Hugh| 7.29.10 @ 4:48PM
My family owned several of the old Beetles. We started with a 57
convertible, traded it in for a 59 convertible. We kept that car
till it died in 1975 (I learned to drive in it). We got a 67
(which one of my brothers totaled) then a 68. We traded that one
for a 73, which in turn was traded in for a 74 Superbeetle.
Learned to drive on a '57 Beetle--one with the tiny oval rear
window and a "roller" on a pedestal for an accelerator. No gas
gauge--just a flip over lever on the firewall to activate the
reserve--just like an old BMW motorcycle (well sort of). It
belonged to my Uncle who gave it to my Grandfather. A whopping 36
horsepower!
Was tooling around muddy rural dirt roads having the time of my
life at 9 years old!! The clutch and stick shift were almost
intuitive. Pawpaw built a little trailer using the front axle off
a wreck to haul his flat bottomed fishing boat--that way his
spare would also fit the trailer. Neat little car. The "new"
version was a reskinned rabbit/golf--same troublesome power
train.
Capt G| 7.30.10 @ 2:35AM
The new retro cars most abjectly fail the styling test; they're
purported forte. Every last one of them are fat, with the Mini
leading the parade. Their previous incarnations had far more
lithe and distinctive styling, most notably because they predated
the composite molded in bumper of today's cars. Bumpers. You
remember bumpers; those things you and a buddy grabbed to lift
the car end out of trouble. The things you hung on to while
skeeching in the snow-covered streets.
Beetles never got great gas mileage, as compared to an early
Honda or Toyota, and referring to their handling as similar to
the Porsche 911 is apt only when you consider that the 911 "is
the ultimate execution of a bad idea". You don't hang 60% of a
vehicle's weight out the back end without creating understeer on
the order of the Queen Mary. They only failed to suffer the 911's
propensity for lift-throttle oversteer due to the fact that doing
anything with the throttle on a Beetle was an unremarkable event.

----------

- **GIVEN EXERCISE A**:
Return each line of the listing that contains the word "black". Case counts.

- **EXTRACTED RECORDS**:
----------

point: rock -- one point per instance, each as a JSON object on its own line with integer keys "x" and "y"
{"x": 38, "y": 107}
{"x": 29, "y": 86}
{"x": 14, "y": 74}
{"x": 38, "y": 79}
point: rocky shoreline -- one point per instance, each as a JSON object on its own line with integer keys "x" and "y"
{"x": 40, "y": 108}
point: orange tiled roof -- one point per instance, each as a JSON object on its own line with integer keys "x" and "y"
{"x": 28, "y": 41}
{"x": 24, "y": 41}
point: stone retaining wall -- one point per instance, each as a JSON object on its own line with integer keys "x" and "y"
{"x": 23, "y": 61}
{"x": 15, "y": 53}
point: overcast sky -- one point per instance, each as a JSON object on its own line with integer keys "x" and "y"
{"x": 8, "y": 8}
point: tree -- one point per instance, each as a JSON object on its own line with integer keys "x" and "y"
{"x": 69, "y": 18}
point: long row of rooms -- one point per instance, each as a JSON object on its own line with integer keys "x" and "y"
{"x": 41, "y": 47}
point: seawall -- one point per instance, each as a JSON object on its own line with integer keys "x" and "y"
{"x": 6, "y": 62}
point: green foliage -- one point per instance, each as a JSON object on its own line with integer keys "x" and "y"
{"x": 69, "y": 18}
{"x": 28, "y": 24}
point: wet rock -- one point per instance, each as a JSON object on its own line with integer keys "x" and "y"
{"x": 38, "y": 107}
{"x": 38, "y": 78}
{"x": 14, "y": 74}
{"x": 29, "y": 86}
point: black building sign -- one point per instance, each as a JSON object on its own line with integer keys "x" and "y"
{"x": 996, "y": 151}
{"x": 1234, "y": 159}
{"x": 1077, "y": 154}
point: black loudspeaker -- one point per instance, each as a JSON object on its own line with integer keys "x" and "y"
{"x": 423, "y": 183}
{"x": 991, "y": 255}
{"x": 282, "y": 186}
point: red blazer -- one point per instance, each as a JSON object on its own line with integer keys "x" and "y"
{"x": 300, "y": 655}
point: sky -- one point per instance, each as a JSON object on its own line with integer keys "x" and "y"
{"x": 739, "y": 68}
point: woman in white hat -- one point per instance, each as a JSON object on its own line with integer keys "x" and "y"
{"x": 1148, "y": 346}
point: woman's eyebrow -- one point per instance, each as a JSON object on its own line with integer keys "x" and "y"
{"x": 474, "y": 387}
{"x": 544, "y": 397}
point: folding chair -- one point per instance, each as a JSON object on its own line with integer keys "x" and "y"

----------

- **GIVEN EXERCISE B**:
Rewrite the part of the Beetle comments starting with "Hugh| 7.29.10 @" and going on through "a 74 Superbeetle.". Substitute "hardtop" for each "convertible".

- **FINAL ANSWER A**:
point: black building sign -- one point per instance, each as a JSON object on its own line with integer keys "x" and "y"
point: black loudspeaker -- one point per instance, each as a JSON object on its own line with integer keys "x" and "y"

- **FINAL ANSWER B**:
Hugh| 7.29.10 @ 4:48PM
My family owned several of the old Beetles. We started with a 57
hardtop, traded it in for a 59 hardtop. We kept that car
till it died in 1975 (I learned to drive in it). We got a 67
(which one of my brothers totaled) then a 68. We traded that one
for a 73, which in turn was traded in for a 74 Superbeetle.